- [READING PASSAGE]
++++++

Whether you were the one who brought up the idea or you were blindsided when your spouse broached the subject of a divorce, you're probably feeling at least a bit stressed at the moment. Even when you're certain that ending your marriage is for the best and you know you're working toward a more stable and emotionally healthy future, the most amicable of divorces can still bring anxiety.
Even setting aside the emotional aspects of ending your marriage, you are probably feeling somewhat nervous about meeting with a divorce attorney. Divorce may be something you never imagined yourself going through, so you may have no idea what to expect or how to plan. Take heart; you're not alone. Lots of people have found themselves in the same situation you are in now, and something that many find helpful is preparation. A little bit of planning can go a long way toward putting your mind at ease.
Preparing for your appointment with a family law attorney
Just like every marriage is different, so is every divorce. However, there are some commonalities and things that every lawyer will ask you to ready in preparation for your case. The more organized you are, the more smoothly the proceedings are likely to go and the less stress you'll have to endure. To that end, after you set up a meeting to discuss your situation with a family law attorney, you may want to begin preparing for your appointment by:
- Gathering your financials
- Taking a break from social media
- Educating yourself
- Looking at "big picture" goals
Gathering your financials
Getting your financial paperwork in order and having it ready to bring with you to your appointment will help your divorce lawyer assess which financial issues may arise in your divorce proceedings, especially in instances involving alimony or child support. While you probably won't have a complete summary of the previous year until the end of January or even later, you can still gather the previous year's tax return, along with bank statements, pay stubs and even credit card bills.
Taking a break from social media
It can be tempting to look for support from online friends or even just let off steam about your relationship difficulties, but social media can complicate any situation. You'll want to keep in mind that your ex-spouse's legal representative can use anything and everything you post online against you in court. So you may wish to refrain from posting online altogether or at least keep all comments lighthearted and unrelated to your marital status, your activities and your significant other.

++++++

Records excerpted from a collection
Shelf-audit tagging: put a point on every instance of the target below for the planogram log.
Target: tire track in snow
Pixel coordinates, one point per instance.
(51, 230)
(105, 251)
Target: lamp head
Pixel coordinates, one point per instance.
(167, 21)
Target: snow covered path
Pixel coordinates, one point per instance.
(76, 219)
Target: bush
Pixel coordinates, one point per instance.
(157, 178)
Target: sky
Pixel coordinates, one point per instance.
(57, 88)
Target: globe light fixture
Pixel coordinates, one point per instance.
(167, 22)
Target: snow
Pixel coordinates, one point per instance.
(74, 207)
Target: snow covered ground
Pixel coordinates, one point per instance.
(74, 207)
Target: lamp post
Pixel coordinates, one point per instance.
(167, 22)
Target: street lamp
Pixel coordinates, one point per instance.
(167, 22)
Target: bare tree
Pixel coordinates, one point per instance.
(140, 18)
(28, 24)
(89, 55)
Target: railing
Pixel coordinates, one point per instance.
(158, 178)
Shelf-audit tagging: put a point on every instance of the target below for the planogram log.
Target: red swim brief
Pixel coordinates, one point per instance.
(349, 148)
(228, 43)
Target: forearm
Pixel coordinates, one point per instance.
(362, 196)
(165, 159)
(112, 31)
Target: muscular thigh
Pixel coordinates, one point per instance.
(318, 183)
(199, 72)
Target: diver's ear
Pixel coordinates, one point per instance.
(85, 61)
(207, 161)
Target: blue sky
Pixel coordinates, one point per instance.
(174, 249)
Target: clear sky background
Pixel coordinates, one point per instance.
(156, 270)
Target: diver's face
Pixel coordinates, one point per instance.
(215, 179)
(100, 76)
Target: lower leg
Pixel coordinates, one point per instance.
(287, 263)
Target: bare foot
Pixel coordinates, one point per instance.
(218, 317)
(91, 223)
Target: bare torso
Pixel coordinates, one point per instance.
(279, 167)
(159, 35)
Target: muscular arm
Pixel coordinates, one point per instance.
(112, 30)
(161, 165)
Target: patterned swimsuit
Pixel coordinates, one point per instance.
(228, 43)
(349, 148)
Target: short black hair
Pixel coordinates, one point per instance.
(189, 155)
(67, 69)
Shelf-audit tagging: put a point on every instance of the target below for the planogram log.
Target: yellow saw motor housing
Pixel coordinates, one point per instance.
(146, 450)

++++++

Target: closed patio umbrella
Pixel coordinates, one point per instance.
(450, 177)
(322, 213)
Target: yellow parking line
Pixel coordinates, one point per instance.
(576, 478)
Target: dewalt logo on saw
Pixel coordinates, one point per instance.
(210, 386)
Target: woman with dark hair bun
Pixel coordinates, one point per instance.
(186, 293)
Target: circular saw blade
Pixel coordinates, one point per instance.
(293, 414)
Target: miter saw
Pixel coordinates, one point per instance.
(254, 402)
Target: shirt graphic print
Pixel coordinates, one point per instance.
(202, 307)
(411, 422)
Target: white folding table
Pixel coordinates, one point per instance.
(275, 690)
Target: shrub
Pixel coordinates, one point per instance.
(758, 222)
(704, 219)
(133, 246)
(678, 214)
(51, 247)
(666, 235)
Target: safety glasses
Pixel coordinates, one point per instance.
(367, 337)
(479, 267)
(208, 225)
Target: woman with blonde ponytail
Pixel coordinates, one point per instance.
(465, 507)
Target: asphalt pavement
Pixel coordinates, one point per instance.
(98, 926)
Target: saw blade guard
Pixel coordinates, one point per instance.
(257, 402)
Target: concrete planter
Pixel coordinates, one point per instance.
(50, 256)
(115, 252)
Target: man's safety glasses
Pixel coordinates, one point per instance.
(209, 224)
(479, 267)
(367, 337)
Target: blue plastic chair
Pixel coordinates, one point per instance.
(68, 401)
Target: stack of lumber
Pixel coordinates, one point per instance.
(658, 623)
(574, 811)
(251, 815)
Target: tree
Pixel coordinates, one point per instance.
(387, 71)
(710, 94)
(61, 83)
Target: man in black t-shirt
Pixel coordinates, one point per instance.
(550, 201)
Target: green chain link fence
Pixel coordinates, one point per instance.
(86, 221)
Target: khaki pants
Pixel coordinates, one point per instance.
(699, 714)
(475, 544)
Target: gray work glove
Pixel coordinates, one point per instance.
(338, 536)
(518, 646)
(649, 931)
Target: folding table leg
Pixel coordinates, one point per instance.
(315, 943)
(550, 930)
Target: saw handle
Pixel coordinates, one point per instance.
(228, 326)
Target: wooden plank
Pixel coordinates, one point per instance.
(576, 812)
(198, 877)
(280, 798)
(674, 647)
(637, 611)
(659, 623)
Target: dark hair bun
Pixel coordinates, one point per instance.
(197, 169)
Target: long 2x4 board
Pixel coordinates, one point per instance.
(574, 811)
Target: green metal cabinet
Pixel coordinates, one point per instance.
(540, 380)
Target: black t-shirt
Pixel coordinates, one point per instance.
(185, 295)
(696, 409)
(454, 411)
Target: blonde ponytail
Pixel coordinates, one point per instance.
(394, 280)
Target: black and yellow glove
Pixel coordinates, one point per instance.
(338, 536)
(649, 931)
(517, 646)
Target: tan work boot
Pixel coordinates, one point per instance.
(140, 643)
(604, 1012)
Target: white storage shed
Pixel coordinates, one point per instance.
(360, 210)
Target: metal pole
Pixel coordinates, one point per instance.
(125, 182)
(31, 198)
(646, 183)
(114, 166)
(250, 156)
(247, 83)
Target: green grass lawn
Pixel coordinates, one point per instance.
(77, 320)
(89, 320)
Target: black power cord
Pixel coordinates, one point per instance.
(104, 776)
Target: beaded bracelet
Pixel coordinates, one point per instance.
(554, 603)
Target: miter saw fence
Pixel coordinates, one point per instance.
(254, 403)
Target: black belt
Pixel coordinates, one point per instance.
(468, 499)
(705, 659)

++++++

- [WHAT TO WORK ON]
• a. In the passage on preparing for a meeting with a divorce attorney, what does it say your ex-spouse's legal representative can use against you in court?
• b. Reproduce the passage on preparing for a meeting with a divorce attorney, starting at "Whether you were" and ending at "mind at ease.".
• c. Write what comes next in the passage on preparing for a meeting with a divorce attorney, picking up after its final sentence.

- [REPLIES]
• a. Anything and everything you post online.

• b.
Whether you were the one who brought up the idea or you were blindsided when your spouse broached the subject of a divorce, you're probably feeling at least a bit stressed at the moment. Even when you're certain that ending your marriage is for the best and you know you're working toward a more stable and emotionally healthy future, the most amicable of divorces can still bring anxiety.
Even setting aside the emotional aspects of ending your marriage, you are probably feeling somewhat nervous about meeting with a divorce attorney. Divorce may be something you never imagined yourself going through, so you may have no idea what to expect or how to plan. Take heart; you're not alone. Lots of people have found themselves in the same situation you are in now, and something that many find helpful is preparation. A little bit of planning can go a long way toward putting your mind at ease.

• c.
Of course, your family law attorney will be doing the heavy lifting, so to speak, when it comes to in-depth legal issues, but you'll likely still find it beneficial to look up the basics of the divorce process in Colorado. Doing so can help you realize what questions or issues you may have in your own particular case, so that you can arrive at the meeting with your lawyer with a prepared list of concerns.
Looking at "big picture" goals
An exercise you may find helpful both emotionally and logistically is to prepare a list of your hopes and goals for the divorce, both what you'd like to see happen during the proceedings and for your life after you and your ex finalize the divorce. Concentrating on the long-term and trying to look at the positives this change brings may help you make it through some of the more stressful periods.
Even if you're not sure you need it yet, you may want to consider booking a session with a therapist. You might also want to confide in a few close friends or relatives for support at this emotionally tumultuous time. Even in the most amicable of divorces, you'll probably feel like you're on an emotional roller coaster at times. However, try to remember that this will pass. With the help of a knowledgeable Colorado family law attorney, you'll be able to move forward confidently toward a more stable future.